* _Short task 1_
Write out the passage of the mailing-list reply on lockless slab shrinking, starting at "Re: [PATCH v3" and ending at "and touch commands.".

* _Text section_
* start *

Re: [PATCH v3 0/8] make slab shrink lockless

Roman Gushchin <roman.gushchin@xxxxxxxxx> · Mon, 27 Feb 2023 11:02:23 -0800

On Mon, Feb 27, 2023 at 09:31:51PM +0800, Qi Zheng wrote:
> 
> 
> On 2023/2/27 03:51, Andrew Morton wrote:
> > On Sun, 26 Feb 2023 22:46:47 +0800 Qi Zheng <zhengqi.arch@xxxxxxxxxxxxx> wrote:
> > 
> Save the above script, then run test and touch commands.
> 
> Then we can use the following perf command to view hotspots:
> 
> perf top -U -F 999
> 
> 1) Before applying this patchset:
> 
>   32.31%  [kernel]           [k] down_read_trylock
>   19.40%  [kernel]           [k] pv_native_safe_halt
>   16.24%  [kernel]           [k] up_read
>   15.70%  [kernel]           [k] shrink_slab
>    4.69%  [kernel]           [k] _find_next_bit
>    2.62%  [kernel]           [k] shrink_node
>    1.78%  [kernel]           [k] shrink_lruvec
>    0.76%  [kernel]           [k] do_shrink_slab
> 
> 2) After applying this patchset:
> 
>   27.83%  [kernel]           [k] _find_next_bit
>   16.97%  [kernel]           [k] shrink_slab
>   15.82%  [kernel]           [k] pv_native_safe_halt
>    9.58%  [kernel]           [k] shrink_node
>    8.31%  [kernel]           [k] shrink_lruvec
>    5.64%  [kernel]           [k] do_shrink_slab
>    3.88%  [kernel]           [k] mem_cgroup_iter

Not opposing the intention of the patchset in any way (I actually think
it's a good idea to make the shrinkers list lockless), but looking at
both outputs above I think that the main problem is not the contention on
the semaphore, but the reason of this contention.

* end *

(Records pointing to named objects)
* start *

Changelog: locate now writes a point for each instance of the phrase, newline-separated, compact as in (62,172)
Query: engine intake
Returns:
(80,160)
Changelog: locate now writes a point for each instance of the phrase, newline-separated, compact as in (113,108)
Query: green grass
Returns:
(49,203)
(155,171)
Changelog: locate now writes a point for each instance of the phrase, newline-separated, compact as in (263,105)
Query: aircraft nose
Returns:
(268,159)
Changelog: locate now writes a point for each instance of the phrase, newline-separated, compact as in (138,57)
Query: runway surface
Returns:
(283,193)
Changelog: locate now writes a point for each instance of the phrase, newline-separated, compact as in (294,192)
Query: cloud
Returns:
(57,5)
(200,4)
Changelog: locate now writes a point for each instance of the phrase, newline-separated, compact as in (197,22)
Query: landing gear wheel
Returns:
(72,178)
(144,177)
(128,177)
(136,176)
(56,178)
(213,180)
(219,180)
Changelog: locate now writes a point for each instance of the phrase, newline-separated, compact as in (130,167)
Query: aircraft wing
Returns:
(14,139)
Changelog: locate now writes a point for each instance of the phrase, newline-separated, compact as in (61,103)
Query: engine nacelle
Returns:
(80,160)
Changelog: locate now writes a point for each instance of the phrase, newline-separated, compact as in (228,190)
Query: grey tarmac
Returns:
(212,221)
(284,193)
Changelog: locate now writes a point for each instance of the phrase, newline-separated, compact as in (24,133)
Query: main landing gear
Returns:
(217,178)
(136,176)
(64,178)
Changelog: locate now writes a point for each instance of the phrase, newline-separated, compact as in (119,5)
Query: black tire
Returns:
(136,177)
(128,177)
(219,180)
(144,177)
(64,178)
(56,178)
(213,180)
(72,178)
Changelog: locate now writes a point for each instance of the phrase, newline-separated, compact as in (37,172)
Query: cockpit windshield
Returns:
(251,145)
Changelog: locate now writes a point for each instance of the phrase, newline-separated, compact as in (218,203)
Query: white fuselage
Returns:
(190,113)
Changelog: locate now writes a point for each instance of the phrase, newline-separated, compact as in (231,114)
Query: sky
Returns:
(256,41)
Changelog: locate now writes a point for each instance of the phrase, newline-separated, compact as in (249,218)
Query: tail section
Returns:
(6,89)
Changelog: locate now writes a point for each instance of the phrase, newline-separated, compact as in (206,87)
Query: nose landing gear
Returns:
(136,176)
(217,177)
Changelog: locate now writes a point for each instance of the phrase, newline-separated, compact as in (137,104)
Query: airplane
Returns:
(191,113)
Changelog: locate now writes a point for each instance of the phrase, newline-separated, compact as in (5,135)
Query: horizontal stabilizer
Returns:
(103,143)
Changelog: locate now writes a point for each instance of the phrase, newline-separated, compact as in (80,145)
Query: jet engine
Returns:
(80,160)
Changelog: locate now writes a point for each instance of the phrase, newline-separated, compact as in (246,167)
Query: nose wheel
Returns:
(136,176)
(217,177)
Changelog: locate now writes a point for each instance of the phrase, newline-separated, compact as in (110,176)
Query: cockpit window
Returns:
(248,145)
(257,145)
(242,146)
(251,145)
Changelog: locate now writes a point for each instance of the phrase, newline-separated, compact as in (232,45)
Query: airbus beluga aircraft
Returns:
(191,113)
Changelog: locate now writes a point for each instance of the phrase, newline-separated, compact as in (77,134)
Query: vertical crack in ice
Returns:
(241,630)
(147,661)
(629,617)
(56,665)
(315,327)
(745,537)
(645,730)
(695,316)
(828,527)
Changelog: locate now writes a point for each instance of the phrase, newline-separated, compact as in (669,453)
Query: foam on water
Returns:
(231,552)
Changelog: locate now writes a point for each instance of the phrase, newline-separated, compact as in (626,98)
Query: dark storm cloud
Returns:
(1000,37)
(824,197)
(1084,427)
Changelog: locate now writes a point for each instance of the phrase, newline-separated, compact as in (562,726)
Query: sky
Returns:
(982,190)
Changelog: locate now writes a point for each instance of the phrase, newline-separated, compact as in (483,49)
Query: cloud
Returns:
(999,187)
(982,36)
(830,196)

* end *

* _Short task 2_
Substitute "Output" for "Returns" in the rows, starting at the line that contains "as in (232,45)" and ending at the end of the rows, and give only those lines again with nothing else changed.

* _Task output 1_
Re: [PATCH v3 0/8] make slab shrink lockless

Roman Gushchin <roman.gushchin@xxxxxxxxx> · Mon, 27 Feb 2023 11:02:23 -0800

On Mon, Feb 27, 2023 at 09:31:51PM +0800, Qi Zheng wrote:
> 
> 
> On 2023/2/27 03:51, Andrew Morton wrote:
> > On Sun, 26 Feb 2023 22:46:47 +0800 Qi Zheng <zhengqi.arch@xxxxxxxxxxxxx> wrote:
> > 
> Save the above script, then run test and touch commands.

* _Task output 2_
Changelog: locate now writes a point for each instance of the phrase, newline-separated, compact as in (232,45)
Query: airbus beluga aircraft
Output:
(191,113)
Changelog: locate now writes a point for each instance of the phrase, newline-separated, compact as in (77,134)
Query: vertical crack in ice
Output:
(241,630)
(147,661)
(629,617)
(56,665)
(315,327)
(745,537)
(645,730)
(695,316)
(828,527)
Changelog: locate now writes a point for each instance of the phrase, newline-separated, compact as in (669,453)
Query: foam on water
Output:
(231,552)
Changelog: locate now writes a point for each instance of the phrase, newline-separated, compact as in (626,98)
Query: dark storm cloud
Output:
(1000,37)
(824,197)
(1084,427)
Changelog: locate now writes a point for each instance of the phrase, newline-separated, compact as in (562,726)
Query: sky
Output:
(982,190)
Changelog: locate now writes a point for each instance of the phrase, newline-separated, compact as in (483,49)
Query: cloud
Output:
(999,187)
(982,36)
(830,196)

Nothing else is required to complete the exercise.